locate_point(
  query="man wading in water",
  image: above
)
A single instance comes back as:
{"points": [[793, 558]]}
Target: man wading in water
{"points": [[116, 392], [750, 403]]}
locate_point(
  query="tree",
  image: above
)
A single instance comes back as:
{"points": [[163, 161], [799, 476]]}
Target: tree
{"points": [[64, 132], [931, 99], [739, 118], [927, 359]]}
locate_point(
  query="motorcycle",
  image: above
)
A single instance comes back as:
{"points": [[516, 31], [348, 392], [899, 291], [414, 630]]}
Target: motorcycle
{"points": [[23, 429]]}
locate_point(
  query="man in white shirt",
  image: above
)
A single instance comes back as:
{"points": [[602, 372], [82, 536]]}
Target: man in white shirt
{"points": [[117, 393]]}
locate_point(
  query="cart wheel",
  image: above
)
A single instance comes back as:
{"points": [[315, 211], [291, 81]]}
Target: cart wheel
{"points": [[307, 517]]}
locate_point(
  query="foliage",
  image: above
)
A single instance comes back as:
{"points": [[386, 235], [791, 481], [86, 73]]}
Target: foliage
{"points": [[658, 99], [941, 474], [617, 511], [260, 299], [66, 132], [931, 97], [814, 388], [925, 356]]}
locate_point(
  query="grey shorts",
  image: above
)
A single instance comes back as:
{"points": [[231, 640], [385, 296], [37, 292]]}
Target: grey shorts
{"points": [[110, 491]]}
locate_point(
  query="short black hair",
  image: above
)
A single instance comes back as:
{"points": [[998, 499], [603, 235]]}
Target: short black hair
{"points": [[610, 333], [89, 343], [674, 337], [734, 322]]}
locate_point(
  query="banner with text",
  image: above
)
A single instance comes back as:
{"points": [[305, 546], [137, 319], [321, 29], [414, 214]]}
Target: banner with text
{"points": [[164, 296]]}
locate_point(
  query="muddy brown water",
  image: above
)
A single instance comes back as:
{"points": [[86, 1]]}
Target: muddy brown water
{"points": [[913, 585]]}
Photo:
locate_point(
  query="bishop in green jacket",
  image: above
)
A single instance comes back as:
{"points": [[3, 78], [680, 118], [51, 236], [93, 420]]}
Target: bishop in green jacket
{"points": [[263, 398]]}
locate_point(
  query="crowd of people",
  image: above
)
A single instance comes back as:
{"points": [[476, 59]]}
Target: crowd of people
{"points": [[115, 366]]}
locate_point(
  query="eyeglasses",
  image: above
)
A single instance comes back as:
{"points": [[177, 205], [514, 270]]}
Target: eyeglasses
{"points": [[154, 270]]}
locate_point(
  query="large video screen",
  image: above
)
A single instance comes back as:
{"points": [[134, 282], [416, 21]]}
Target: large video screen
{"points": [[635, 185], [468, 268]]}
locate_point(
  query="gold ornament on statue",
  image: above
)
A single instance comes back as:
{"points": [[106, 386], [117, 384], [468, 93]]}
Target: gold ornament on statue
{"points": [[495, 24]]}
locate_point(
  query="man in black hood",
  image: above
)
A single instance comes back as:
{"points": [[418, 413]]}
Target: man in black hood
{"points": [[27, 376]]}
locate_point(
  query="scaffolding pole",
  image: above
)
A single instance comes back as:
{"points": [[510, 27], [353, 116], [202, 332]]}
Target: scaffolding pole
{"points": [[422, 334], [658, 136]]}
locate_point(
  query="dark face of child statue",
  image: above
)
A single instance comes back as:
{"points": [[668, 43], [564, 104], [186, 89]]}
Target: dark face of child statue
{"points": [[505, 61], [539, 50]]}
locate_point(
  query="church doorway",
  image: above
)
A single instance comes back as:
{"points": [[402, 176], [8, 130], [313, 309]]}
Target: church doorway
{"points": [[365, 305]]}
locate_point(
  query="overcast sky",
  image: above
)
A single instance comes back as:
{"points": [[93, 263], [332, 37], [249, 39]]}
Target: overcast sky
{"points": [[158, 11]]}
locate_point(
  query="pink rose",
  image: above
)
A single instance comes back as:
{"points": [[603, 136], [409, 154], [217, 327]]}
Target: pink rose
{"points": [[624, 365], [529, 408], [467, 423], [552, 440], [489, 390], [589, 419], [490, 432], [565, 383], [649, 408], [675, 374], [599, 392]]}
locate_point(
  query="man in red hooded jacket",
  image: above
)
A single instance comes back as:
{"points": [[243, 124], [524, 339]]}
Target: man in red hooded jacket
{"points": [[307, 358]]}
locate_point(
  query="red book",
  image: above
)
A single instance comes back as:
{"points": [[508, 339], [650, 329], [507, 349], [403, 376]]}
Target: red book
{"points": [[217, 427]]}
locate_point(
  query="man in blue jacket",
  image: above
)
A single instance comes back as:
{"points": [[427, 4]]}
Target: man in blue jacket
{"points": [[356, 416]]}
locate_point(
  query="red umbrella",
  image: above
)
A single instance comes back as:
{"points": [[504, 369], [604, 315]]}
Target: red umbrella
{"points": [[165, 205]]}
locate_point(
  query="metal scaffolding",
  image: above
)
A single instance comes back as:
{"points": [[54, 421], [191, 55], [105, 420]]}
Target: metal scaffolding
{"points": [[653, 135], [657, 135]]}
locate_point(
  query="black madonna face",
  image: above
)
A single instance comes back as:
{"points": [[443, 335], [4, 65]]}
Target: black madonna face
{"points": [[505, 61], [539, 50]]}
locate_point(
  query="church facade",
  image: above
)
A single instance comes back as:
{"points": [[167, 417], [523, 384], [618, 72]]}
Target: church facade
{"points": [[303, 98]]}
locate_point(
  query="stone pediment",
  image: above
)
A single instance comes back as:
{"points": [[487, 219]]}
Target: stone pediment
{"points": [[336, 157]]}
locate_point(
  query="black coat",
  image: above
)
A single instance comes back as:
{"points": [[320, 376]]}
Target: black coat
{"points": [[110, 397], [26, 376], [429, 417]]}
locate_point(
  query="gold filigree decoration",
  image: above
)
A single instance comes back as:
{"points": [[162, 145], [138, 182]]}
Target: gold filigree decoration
###
Assigned task » Print out the entire listing. Keep every line exact.

Response »
locate_point(
  query="man wading in water",
  image: above
)
A single instance comes back as:
{"points": [[793, 558]]}
Target: man wading in water
{"points": [[116, 392], [750, 403]]}
locate_point(
  query="tree",
  image: above
)
A single instance comes back as:
{"points": [[163, 161], [799, 476]]}
Target: tree
{"points": [[64, 132], [931, 99], [739, 118], [927, 359]]}
locate_point(
  query="motorcycle",
  image: above
)
A single instance comes back as:
{"points": [[516, 31], [348, 392], [899, 291], [414, 630]]}
Target: motorcycle
{"points": [[23, 429]]}
locate_point(
  query="man in white shirt",
  image: above
)
A single instance comes back as:
{"points": [[602, 372], [82, 536]]}
Target: man in white shirt
{"points": [[117, 393]]}
locate_point(
  query="cart wheel",
  image: above
)
A single instance comes back as:
{"points": [[315, 211], [291, 81]]}
Target: cart wheel
{"points": [[307, 517]]}
locate_point(
  query="foliage",
  image: above
)
A single instance comes back as:
{"points": [[386, 235], [791, 481], [86, 73]]}
Target: foliage
{"points": [[658, 99], [941, 474], [617, 511], [260, 299], [66, 132], [931, 97], [814, 388], [925, 356]]}
locate_point(
  query="grey shorts",
  image: above
)
A single instance comes back as:
{"points": [[231, 640], [385, 296], [37, 292]]}
Target: grey shorts
{"points": [[110, 491]]}
locate_point(
  query="short black hair",
  image: above
)
A single instance comes back as:
{"points": [[998, 499], [603, 235]]}
Target: short black hair
{"points": [[610, 333], [89, 343], [674, 337], [734, 322]]}
locate_point(
  query="banner with text",
  image: above
)
A single instance comes back as:
{"points": [[305, 546], [137, 319], [321, 29], [414, 214]]}
Target: banner with text
{"points": [[164, 296]]}
locate_point(
  query="muddy brown water",
  image: above
)
A single instance comes back as:
{"points": [[86, 1]]}
Target: muddy brown water
{"points": [[913, 585]]}
Photo:
locate_point(
  query="bishop in green jacket",
  image: above
)
A single instance comes back as:
{"points": [[3, 78], [680, 118], [51, 236], [93, 420]]}
Target: bishop in green jacket
{"points": [[263, 398]]}
locate_point(
  query="crowd of people",
  image: above
)
A single instance comes back as:
{"points": [[476, 59]]}
Target: crowd of people
{"points": [[115, 366]]}
locate_point(
  query="eyeglasses",
  image: above
)
A single instance comes back as:
{"points": [[177, 205], [514, 270]]}
Target: eyeglasses
{"points": [[154, 270]]}
locate_point(
  query="large video screen",
  image: above
)
A single instance comes back as:
{"points": [[134, 282], [416, 21]]}
Target: large video screen
{"points": [[635, 185], [468, 268]]}
locate_point(
  query="gold ornament on statue",
  image: above
)
A single instance comes back as:
{"points": [[106, 386], [117, 384], [468, 93]]}
Target: gold ornament on statue
{"points": [[495, 24]]}
locate_point(
  query="man in black hood",
  image: above
)
A single instance comes back as:
{"points": [[418, 413]]}
Target: man in black hood
{"points": [[27, 376]]}
locate_point(
  query="scaffolding pole",
  image: above
)
A single instance comes back as:
{"points": [[510, 27], [353, 116], [202, 332]]}
Target: scaffolding pole
{"points": [[422, 334], [658, 136]]}
locate_point(
  query="dark face of child statue",
  image: above
)
A single instance comes back as:
{"points": [[668, 43], [564, 104], [186, 89]]}
Target: dark face of child statue
{"points": [[505, 61], [539, 50]]}
locate_point(
  query="church doorway",
  image: above
)
A single instance comes back as:
{"points": [[402, 176], [8, 130], [313, 309]]}
Target: church doorway
{"points": [[365, 305]]}
locate_point(
  query="overcast sky",
  image: above
)
A single instance comes back as:
{"points": [[93, 263], [332, 37], [249, 39]]}
Target: overcast sky
{"points": [[158, 11]]}
locate_point(
  query="pink rose",
  image: above
)
A single instance comes back as:
{"points": [[603, 136], [409, 154], [217, 327]]}
Target: pink rose
{"points": [[624, 365], [529, 408], [467, 423], [552, 440], [489, 390], [589, 419], [490, 432], [565, 383], [649, 408], [675, 374], [599, 392]]}
locate_point(
  query="man in red hooded jacket",
  image: above
)
A single instance comes back as:
{"points": [[243, 124], [524, 339]]}
Target: man in red hooded jacket
{"points": [[307, 358]]}
locate_point(
  query="red book",
  image: above
)
A single instance comes back as:
{"points": [[508, 339], [650, 329], [507, 349], [403, 376]]}
Target: red book
{"points": [[217, 427]]}
locate_point(
  query="man in blue jacket",
  image: above
)
A single instance comes back as:
{"points": [[427, 4]]}
Target: man in blue jacket
{"points": [[356, 416]]}
locate_point(
  query="red umbrella",
  image: above
)
A single instance comes back as:
{"points": [[504, 369], [604, 315]]}
Target: red umbrella
{"points": [[165, 205]]}
locate_point(
  query="metal scaffolding",
  image: above
)
A single instance comes back as:
{"points": [[54, 421], [191, 55], [105, 420]]}
Target: metal scaffolding
{"points": [[653, 135], [657, 135]]}
locate_point(
  query="black madonna face",
  image: above
)
A single instance comes back as:
{"points": [[443, 335], [4, 65]]}
Target: black madonna face
{"points": [[505, 61], [539, 50]]}
locate_point(
  query="church facade",
  image: above
)
A single instance comes back as:
{"points": [[167, 417], [523, 384], [618, 72]]}
Target: church facade
{"points": [[303, 98]]}
locate_point(
  query="stone pediment",
  image: above
)
A single instance comes back as:
{"points": [[487, 219]]}
Target: stone pediment
{"points": [[336, 157]]}
locate_point(
  query="black coat",
  image: above
)
A single instance comes back as:
{"points": [[320, 376]]}
Target: black coat
{"points": [[110, 397], [26, 376], [429, 417]]}
locate_point(
  query="gold filigree decoration",
  image: above
)
A single instance comes back as:
{"points": [[162, 145], [138, 182]]}
Target: gold filigree decoration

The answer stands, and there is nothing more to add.